Collected data entries
_ _ _ _ _

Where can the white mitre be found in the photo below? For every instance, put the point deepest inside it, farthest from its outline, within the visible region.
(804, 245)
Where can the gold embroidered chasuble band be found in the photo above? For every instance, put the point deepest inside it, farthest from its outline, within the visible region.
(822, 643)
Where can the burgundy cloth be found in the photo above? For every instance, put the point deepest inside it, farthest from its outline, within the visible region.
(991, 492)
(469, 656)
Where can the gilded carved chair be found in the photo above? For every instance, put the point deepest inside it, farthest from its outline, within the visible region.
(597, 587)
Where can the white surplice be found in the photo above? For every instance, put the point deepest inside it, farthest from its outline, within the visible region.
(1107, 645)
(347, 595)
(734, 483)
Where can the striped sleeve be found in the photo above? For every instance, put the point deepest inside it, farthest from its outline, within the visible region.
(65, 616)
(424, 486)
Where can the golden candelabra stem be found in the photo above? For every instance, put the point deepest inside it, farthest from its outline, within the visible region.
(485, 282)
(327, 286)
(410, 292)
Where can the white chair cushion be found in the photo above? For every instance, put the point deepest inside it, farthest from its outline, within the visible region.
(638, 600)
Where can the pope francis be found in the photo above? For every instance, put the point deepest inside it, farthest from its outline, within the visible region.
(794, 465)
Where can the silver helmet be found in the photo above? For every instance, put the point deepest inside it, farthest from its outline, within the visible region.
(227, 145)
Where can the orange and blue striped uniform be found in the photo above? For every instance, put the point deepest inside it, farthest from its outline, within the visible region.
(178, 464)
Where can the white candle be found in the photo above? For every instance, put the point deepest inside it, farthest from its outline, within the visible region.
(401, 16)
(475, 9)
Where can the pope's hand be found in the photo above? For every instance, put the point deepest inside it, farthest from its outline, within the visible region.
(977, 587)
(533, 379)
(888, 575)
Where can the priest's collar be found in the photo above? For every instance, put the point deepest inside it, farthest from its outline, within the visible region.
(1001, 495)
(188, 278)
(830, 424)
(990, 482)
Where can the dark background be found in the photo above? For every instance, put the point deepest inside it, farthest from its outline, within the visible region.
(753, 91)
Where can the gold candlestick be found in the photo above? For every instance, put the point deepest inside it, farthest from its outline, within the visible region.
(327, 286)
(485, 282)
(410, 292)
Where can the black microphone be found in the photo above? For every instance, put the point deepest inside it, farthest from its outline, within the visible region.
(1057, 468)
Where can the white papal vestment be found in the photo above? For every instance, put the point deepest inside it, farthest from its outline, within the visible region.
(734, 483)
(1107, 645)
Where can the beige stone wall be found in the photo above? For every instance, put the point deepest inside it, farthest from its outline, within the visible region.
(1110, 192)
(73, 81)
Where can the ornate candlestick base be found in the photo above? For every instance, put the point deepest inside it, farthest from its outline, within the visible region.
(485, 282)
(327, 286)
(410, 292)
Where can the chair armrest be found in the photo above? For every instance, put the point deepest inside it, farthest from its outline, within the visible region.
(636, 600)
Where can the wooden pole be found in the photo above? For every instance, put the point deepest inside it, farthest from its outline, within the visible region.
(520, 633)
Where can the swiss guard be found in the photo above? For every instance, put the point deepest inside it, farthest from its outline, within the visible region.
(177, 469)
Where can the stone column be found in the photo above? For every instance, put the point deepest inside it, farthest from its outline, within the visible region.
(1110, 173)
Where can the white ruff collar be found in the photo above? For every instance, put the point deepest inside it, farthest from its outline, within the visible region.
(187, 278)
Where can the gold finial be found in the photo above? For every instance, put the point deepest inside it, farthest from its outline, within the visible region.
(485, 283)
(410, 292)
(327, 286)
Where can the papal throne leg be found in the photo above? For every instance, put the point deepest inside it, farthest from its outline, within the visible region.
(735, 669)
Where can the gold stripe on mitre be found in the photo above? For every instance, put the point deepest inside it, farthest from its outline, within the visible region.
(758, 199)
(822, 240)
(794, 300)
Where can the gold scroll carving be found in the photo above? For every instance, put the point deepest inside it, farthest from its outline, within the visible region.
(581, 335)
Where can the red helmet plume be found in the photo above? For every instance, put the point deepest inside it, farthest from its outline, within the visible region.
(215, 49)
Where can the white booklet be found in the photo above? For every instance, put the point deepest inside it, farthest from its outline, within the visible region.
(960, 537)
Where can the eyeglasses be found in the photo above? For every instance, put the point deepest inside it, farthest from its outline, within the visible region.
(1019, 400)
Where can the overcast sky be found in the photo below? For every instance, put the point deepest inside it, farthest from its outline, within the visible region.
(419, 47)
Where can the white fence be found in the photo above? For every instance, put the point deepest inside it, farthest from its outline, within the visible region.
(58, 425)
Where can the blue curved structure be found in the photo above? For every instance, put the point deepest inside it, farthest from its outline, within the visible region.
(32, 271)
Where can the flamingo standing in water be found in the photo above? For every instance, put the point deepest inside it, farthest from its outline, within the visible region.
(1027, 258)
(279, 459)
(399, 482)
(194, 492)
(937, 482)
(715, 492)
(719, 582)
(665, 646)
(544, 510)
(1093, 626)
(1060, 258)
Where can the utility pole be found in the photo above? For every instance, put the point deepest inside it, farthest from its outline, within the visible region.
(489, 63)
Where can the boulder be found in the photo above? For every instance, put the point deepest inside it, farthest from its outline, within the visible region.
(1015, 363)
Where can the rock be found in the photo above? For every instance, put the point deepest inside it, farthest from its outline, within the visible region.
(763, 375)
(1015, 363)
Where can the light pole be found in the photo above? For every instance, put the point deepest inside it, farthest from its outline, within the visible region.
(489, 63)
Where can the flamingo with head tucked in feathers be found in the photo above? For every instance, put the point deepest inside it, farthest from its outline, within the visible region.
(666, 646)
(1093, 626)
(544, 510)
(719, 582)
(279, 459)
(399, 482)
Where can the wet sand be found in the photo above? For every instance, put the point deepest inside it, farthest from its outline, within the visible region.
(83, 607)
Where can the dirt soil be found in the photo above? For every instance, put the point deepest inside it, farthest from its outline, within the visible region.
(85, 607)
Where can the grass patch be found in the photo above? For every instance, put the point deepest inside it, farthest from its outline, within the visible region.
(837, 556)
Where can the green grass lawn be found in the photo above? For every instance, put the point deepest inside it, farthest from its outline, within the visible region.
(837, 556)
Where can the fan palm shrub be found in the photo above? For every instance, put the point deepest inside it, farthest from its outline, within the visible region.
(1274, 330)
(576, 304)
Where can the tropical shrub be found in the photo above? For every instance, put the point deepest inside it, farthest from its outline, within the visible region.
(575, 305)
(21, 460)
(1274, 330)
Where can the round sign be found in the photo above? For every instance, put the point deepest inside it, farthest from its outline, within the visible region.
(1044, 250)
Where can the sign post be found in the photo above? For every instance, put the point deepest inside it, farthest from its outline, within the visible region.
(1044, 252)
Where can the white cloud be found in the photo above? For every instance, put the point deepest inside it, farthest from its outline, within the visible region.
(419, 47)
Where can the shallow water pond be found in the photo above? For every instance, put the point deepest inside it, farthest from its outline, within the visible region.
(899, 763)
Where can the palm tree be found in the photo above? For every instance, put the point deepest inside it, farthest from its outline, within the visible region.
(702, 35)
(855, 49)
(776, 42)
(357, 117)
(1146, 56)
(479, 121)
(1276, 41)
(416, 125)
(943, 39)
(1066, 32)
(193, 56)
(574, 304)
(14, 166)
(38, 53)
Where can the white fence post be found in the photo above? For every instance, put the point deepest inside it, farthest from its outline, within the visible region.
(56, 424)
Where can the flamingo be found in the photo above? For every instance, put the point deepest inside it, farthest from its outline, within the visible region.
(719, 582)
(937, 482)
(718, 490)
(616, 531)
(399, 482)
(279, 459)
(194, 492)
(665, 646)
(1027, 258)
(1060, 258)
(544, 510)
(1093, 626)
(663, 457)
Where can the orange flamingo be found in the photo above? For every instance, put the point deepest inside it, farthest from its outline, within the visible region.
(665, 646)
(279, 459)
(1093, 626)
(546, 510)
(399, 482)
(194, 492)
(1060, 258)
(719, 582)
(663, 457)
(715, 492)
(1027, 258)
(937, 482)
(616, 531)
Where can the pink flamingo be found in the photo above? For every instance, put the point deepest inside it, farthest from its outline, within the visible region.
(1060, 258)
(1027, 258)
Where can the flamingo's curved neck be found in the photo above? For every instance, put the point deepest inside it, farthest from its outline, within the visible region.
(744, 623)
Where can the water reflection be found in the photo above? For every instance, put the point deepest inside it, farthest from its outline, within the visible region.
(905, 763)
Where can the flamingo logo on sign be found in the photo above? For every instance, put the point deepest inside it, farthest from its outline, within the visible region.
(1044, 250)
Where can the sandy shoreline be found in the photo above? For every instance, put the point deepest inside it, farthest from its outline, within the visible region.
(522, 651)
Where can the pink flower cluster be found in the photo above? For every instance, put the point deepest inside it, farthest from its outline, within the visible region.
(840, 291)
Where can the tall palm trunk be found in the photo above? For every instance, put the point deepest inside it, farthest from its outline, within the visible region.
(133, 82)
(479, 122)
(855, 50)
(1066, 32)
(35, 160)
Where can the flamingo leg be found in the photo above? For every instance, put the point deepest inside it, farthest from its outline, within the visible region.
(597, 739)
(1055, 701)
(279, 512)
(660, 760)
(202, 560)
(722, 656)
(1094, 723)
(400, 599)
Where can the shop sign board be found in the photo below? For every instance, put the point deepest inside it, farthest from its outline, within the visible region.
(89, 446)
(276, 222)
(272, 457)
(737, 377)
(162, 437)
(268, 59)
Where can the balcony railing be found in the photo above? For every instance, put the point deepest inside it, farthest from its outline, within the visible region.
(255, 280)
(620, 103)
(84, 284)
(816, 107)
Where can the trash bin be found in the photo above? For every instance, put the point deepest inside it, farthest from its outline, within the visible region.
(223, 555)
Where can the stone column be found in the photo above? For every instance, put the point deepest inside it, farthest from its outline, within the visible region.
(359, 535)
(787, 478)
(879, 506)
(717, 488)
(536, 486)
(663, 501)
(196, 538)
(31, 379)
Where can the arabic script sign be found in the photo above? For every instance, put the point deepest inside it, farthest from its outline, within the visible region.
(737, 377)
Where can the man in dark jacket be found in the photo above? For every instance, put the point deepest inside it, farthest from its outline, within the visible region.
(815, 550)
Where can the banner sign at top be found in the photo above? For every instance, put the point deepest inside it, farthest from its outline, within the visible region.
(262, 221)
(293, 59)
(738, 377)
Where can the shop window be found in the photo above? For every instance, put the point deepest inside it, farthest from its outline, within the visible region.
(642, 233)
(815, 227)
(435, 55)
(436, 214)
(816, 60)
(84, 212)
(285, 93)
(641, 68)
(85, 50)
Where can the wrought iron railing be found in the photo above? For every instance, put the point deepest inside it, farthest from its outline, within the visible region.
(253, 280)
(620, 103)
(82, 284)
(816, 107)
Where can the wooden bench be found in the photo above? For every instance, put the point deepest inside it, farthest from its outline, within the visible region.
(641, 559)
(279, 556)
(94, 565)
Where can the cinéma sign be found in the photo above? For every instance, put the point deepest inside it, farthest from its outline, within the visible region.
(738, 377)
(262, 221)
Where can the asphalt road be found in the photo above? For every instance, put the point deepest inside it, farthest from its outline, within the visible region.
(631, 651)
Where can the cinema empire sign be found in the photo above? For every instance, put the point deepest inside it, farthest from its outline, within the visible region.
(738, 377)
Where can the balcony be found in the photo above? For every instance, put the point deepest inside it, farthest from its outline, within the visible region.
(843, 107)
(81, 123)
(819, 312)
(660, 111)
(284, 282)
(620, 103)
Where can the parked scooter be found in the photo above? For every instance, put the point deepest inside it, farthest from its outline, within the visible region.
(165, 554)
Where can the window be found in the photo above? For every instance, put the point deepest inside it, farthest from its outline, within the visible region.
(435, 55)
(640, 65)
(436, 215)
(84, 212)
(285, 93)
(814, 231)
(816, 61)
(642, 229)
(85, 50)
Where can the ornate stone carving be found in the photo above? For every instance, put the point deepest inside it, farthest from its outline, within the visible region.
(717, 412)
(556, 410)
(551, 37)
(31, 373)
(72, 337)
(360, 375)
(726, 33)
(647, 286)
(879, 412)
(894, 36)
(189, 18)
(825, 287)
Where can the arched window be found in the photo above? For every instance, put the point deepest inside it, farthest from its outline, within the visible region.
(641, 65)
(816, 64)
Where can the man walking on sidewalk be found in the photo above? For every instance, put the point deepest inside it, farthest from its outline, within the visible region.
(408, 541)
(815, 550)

_ _ _ _ _

— PROBLEM —
From the line containing "Where can the balcony be" through the last line of the entries above, print every line exactly, including both ends, and nothing else.

— ANSWER FOR THIS EXERCISE —
Where can the balcony be found in the photo above? For every instance, put the point deepest inside it, farthest from its outline, within the visible region.
(843, 107)
(81, 123)
(819, 312)
(660, 111)
(284, 282)
(620, 103)
Where can the parked scooter be found in the photo above? For every instance, put the point deepest inside it, farthest from its outline, within the visible region.
(165, 554)
Where can the window be found in the photo above? For every instance, put the point deepest inside it, farthest from its outline, within the visible region.
(435, 55)
(640, 65)
(436, 215)
(84, 212)
(285, 93)
(814, 231)
(816, 61)
(642, 229)
(85, 50)
Where can the ornate stone carving be found in the photo above? For every instance, put the point deepest inside it, farthest from its outline, within the visible region.
(717, 412)
(556, 410)
(551, 37)
(31, 373)
(72, 337)
(360, 375)
(726, 33)
(647, 286)
(879, 412)
(894, 36)
(189, 18)
(825, 287)
Where can the arched window be found in the photo above? For every instance, put the point deepest inside it, farthest from its outline, within the visible region.
(641, 65)
(816, 64)
Where can the man walking on sidewalk be found in the photo above? For every instance, put the point deepest inside it, farthest from its outline, within the visible region.
(408, 541)
(815, 550)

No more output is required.